TEKS ACUAN:
___
Mengenai peluang PK ini dikabulkan, Suhadi tidak berani berspekulasi. Sebab dalam Pasal 263 ayat (1) yang dapat mengajukan upaya hukum luar biasa itu hanyalah terpidana atau ahli waris. "Kalau putusannya ya tergantung para Hakim Agung nantinya," ucap Suhadi.

Selanjutnya yang menjadi pertimbangan PK itu diterima atau tidak adalah bila syarat-syaratnya terpenuhi. Yaitu adanya bukti baru atau novum yang belum pernah ada sebelumnya, kemudian kesalahan dan kekeliruan hakim dalam memutus perkara dan terakhir atau adanya penyelundupan hukum.

ALASAN KPK - Sebelumnya, KPK sendiri beralasan bahwa keputusan hakim tunggal dalam memutus sidang praperadilan di Pengadilan Negeri Jakarta Selatan dalam perkara keberatan pajak PT BCA Tbk dinilai janggal. hakim dianggap memutus di luar yang diajukan atau ultrapetita.

"Putusan praperadilan HP (Hadi Purnomo-red) tidak menyinggung soal bukti, meski kami sudah bawa troli bukti tapi yang disinggung soal penyelidik dan penyidik. Pasal 40 UU KPK, kami tidak boleh menghentikan penyidikan. Sementara Haswandi bilang KPK menghentikan penyidikan," tutur Johan.

Selain itu, putusan hakim Haswandi bahwa KPK tidak bisa mengangkat penyelidik dan penyidik sendiri juga terlihat aneh. Pasalnya dalam sidang praperadilan sebelumnya yaitu perkara Innospec, hakim memutuskan KPK sah mengangkat penyidik di luar kepolisian.

"HP kita banding, kalau banding ditolak, akan PK. Dari awal kita menghormati proses hukum dan kita melawannya dengan proses hukum," kata Johan Budi ketika itu.

HARAPAN PADA MA - Saat dikonfirmasi terpisah, Kepala Bagian Pemberitaan dan Publikasi KPK Priharsa Nugraha menaruh harapan besar pada lembaga peradilan tertinggi itu. Sebab dengan begitu, KPK akan mempunyai landasan hukum untuk membatalkan putusan praperadilan yang terlihat kontroversial. "Tentunya kami harap bisa menang dalam PK nanti," ujar Priharsa kepada gresnews.com.

Hal senada juga dikatakan Peneliti dari Pusat Studi Hukum dan Keadilan (PSHK) Miko Ginting. Menurut Miko, MA menjadi lembaga terakhir tempat KPK dan Hadi menggantungkan nasib dalam perkara tersebut.
___
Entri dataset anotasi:
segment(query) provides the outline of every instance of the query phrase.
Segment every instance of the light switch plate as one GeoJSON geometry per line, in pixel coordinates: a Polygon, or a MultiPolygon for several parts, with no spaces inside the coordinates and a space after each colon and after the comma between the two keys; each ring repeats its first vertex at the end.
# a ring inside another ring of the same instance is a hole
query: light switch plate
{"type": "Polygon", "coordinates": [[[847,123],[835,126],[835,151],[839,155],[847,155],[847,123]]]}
___
DAFTAR TUGAS:
A. Berdasarkan teks tentang PK KPK, jelaskan dalam satu sampai tiga kalimat mengapa putusan hakim Haswandi bahwa KPK tidak bisa mengangkat penyelidik dan penyidik sendiri dianggap aneh.
B. Perbarui bagian teks tentang PK KPK yang dimulai dari "Selain itu, putusan" dan berakhir pada "di luar kepolisian.", dengan mengganti "aneh" menjadi "ganjil".
C. Lanjutkan teks tentang PK KPK mulai dari sesudah kalimat terakhirnya.

JAWABAN YANG DIHARAPKAN:
A. Putusan itu dianggap aneh karena dalam sidang praperadilan sebelumnya, yaitu perkara Innospec, hakim memutuskan bahwa KPK sah mengangkat penyidik di luar kepolisian.

B.
Selain itu, putusan hakim Haswandi bahwa KPK tidak bisa mengangkat penyelidik dan penyidik sendiri juga terlihat ganjil. Pasalnya dalam sidang praperadilan sebelumnya yaitu perkara Innospec, hakim memutuskan KPK sah mengangkat penyidik di luar kepolisian.

C.
Miko berharap, MA bisa menunjukkan konsistensinya dalam menjalankan program pemerintah dalam pemberantasan tindak pidana korupsi. "Bola sekarang di MA. Kita harap mereka bisa mendorong agar korupsi bisa diberantas," ucap Miko.

Miko tidak menampik, ada aturan yang mengatur PK hanya bisa diajukan terpidana ataupun ahli waris. Namun, para hakim harusnya mempunyai naluri keadilan dan bisa memutuskan secara bijak walaupun harus menabrak peraturan yang berlaku.

Terlebih lagi, setelah putusan Mahkamah Konstitusi (MK) bahwa penetapan tersangka adalah obyek praperadilan timbul kebuntuan hukum. Pasalnya, praperadilan menjadi tidak dapat digugat dan setiap keputusannya menjadi final.

"Ada kebuntuan hukum pasca MK memutuskan penetapan tersangka menjadi obyek praperadilan, bagaimana upaya hukumnya. Ada kebuntuan dalam hukum acara, gimana MA meluruskan kembali dan melengkapi praperadilan, sehingga juga tidak hanya menguntungkan terpidana, tapi juga harus penegak hukum," pungkas Miko.

Selain itu, praperadilan seakan melebihi pengadilan sesungguhnya. Sebab, dalam sidang tersebut juga diperiksa pokok perkara. Padahal, praperadilan sejatinya hanya bersifat administratif.

LATAR PERKARA - Dalam kasus keberatan pajak BCA ini, Hadi diduga telah menerbitkan surat keputusan Direktur Jenderal Pajak tentang keberatan wajib pajak atas surat ketetapan pajak nihil (SKPN) BCA ketika dirinya menjabat Dirjen Pajak periode 2002-2004. Padahal Direktur Pajak Penghasilan (PPh) telah mengirimkan surat, yang menyimpulkan bahwa permohonan keberatan wajib pajak BCA ditolak.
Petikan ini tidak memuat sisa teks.